* [Passage]
Can Market be Truly Global?

Examples of Finance and Fashion


Essai, 2012

17 Pages, Note: 2:1


Extrait


I Introduction

The recent economic and financial crisis seems to give an easy answer to the question whether markets can be truly global. How is it possible that German municipalities go bankrupt because they bought American mortgage papers other than by the force of a truly global market? The world is flat (Friedman, 2007) – so markets can not be anything but global. However, as we will try to show in this essay, bold statements as well as seemingly bold questions such as ‘Can a market be truly global’ need to be treated with caution. What does it mean to be ‘truly global’? What after all is a ‘market’? It is those issues that need to be addressed first. The paper will afterwards demonstrate the case of two examples of markets, namely fashion and finance. Analysing the globality of those very different types, we will try to show that it is firstly important to be attentive in regards to different parts of markets: for example, does the consumption side in the particular fashion market analysed seem to be much less global than the production side. It is secondly important to consider non-economic parts of the market when judging the degree of globalness: the seemingly global foreign exchange market in finance for instance is indeed very much ‘embedded’ into both social and material contexts which makes it what is called a ‘global hybrid’ below. It is nationally grounded but trades globally. The exemplary discussion of fashion and finance will afterwards be contextualised with a more general critical section illuminating the arguments of Marxists and sceptical school thinking before we come to a conclusion.

II Definitive Remarks: Markets and Global Markets

A huge variety of definitions for the notion of ’market’ are to be found in the literature (see Fligstein & Dauter, 2007; Lie, 1997). The core of them however, can still be traced back to Weber (1922/1978: 635):

A market may be said to exist wherever there is competition, even if only

unilateral, for opportunities of exchange among a plurality of potential parties.

Their physical assemblage on one place … only constitutes the most consistent

kind of market formation.

* [Given instruction]
Please translate this sentence from the essay on global markets above into Spanish: "The recent economic and financial crisis seems to give an easy answer to the question whether markets can be truly global."

* [Given data]

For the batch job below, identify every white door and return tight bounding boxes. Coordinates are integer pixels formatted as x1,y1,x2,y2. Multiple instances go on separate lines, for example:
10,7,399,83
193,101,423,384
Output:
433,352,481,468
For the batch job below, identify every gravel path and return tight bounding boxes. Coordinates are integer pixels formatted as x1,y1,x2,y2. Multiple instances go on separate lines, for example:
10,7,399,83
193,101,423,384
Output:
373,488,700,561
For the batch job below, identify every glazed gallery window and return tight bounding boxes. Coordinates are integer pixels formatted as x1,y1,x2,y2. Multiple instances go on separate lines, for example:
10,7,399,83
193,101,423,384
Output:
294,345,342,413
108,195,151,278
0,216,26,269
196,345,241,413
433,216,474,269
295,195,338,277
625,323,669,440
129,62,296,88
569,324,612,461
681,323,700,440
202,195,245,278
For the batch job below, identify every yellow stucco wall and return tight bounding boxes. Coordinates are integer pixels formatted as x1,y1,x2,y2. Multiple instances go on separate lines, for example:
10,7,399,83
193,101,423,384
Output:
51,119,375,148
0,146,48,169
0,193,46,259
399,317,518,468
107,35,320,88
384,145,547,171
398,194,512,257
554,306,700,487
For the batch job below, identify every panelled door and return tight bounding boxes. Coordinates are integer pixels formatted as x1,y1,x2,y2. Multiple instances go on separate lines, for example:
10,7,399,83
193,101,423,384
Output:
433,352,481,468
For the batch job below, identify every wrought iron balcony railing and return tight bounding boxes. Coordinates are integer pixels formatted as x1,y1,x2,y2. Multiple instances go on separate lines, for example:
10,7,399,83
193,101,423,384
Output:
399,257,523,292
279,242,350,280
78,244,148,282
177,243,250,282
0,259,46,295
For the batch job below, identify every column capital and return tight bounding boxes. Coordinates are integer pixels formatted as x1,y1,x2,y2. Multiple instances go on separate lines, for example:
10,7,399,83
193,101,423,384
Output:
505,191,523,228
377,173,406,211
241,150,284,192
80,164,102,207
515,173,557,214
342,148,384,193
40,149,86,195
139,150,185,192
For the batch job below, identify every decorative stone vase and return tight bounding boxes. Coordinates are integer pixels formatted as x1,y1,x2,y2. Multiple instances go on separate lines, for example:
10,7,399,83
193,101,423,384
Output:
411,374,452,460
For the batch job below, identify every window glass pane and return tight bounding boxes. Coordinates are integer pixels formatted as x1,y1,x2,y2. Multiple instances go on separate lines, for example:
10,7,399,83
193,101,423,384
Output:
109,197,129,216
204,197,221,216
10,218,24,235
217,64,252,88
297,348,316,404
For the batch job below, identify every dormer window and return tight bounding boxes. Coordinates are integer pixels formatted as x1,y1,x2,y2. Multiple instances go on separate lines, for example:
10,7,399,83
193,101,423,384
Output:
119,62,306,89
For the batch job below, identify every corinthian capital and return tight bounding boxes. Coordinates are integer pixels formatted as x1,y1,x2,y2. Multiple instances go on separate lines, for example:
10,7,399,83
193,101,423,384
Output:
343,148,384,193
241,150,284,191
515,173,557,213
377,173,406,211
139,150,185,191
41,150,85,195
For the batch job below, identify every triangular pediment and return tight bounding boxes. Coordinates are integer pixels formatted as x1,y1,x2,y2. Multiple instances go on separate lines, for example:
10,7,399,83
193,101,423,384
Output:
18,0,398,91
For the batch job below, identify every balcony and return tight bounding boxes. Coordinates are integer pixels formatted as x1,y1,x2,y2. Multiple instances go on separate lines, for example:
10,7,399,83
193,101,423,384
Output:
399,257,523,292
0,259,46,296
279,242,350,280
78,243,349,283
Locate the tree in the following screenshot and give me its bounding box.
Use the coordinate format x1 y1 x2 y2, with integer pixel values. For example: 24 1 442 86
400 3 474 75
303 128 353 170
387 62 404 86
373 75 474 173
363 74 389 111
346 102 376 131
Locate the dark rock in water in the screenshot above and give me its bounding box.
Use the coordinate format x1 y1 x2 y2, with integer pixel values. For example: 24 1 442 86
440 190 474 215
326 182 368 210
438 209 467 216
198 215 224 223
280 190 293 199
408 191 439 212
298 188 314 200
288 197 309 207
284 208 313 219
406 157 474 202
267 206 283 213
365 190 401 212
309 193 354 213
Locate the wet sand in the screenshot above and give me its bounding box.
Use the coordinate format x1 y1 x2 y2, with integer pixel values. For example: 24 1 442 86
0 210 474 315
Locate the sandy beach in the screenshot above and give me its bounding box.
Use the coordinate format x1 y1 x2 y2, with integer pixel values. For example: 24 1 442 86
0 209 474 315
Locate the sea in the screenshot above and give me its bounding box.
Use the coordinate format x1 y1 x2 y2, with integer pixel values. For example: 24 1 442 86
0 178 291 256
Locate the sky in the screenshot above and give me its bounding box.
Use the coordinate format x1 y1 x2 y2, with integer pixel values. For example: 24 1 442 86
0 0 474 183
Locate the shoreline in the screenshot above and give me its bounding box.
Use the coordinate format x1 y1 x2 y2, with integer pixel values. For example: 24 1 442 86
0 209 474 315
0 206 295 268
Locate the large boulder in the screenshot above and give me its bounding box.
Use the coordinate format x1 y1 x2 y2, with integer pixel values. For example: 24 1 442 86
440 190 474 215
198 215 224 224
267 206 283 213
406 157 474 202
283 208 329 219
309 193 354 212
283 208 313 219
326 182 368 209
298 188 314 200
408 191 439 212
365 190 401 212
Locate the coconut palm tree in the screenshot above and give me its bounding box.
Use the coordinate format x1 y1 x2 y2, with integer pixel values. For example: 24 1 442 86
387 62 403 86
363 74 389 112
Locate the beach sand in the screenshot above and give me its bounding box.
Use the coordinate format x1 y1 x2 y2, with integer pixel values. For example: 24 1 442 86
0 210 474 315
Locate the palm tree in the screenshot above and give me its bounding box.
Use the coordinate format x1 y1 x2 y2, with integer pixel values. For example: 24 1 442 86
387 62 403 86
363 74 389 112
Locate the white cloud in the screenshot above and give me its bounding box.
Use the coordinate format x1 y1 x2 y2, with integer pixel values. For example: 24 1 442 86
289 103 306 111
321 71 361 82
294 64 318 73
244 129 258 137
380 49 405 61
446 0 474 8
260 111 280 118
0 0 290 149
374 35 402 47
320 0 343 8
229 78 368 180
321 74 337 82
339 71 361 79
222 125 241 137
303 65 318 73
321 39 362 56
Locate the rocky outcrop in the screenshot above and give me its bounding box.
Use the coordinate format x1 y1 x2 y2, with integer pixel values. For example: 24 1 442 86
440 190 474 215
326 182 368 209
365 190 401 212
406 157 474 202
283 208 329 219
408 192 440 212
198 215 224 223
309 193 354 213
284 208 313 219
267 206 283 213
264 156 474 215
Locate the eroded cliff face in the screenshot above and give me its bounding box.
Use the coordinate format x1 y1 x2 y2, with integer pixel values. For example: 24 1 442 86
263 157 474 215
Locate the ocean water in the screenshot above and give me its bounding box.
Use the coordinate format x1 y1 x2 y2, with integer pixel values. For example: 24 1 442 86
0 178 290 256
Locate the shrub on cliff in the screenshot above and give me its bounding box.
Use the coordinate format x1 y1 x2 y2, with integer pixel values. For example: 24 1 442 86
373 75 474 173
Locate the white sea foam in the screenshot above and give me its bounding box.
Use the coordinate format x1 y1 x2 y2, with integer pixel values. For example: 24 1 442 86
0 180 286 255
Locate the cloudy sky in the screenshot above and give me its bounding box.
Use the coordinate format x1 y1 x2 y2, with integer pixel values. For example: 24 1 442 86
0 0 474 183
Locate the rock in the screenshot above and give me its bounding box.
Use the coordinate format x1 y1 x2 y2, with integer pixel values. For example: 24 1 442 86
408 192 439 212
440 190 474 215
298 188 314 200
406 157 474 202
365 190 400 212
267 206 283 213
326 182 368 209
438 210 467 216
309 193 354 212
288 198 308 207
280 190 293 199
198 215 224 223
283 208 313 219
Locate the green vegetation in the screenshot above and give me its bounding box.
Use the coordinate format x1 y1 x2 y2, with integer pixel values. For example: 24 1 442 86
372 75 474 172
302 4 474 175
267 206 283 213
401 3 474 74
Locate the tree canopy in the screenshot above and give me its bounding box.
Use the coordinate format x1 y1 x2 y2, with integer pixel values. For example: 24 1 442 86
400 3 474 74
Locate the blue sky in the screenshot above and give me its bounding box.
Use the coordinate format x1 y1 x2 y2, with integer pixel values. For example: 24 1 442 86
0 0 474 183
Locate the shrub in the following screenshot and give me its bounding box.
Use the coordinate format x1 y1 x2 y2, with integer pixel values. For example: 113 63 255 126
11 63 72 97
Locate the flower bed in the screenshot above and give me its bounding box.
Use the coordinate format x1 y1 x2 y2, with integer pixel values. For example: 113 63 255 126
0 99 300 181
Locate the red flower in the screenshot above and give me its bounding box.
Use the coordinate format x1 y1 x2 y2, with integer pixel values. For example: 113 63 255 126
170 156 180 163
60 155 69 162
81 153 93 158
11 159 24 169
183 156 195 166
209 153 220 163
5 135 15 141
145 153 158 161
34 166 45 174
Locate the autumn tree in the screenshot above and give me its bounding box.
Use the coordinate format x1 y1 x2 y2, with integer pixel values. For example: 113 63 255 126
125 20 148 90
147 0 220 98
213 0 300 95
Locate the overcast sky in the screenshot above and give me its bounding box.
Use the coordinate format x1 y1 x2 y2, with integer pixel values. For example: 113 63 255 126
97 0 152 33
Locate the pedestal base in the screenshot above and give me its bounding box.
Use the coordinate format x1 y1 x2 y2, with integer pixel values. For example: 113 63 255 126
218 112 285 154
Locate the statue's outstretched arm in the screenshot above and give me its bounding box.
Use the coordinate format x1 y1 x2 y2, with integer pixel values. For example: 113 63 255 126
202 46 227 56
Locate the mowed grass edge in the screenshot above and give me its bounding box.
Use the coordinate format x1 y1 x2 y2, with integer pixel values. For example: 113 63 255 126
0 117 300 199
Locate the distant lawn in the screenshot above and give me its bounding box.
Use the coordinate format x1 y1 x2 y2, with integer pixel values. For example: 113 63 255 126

* [Task answer]
La reciente crisis económica y financiera parece dar una respuesta fácil a la pregunta de si los mercados pueden ser verdaderamente globales.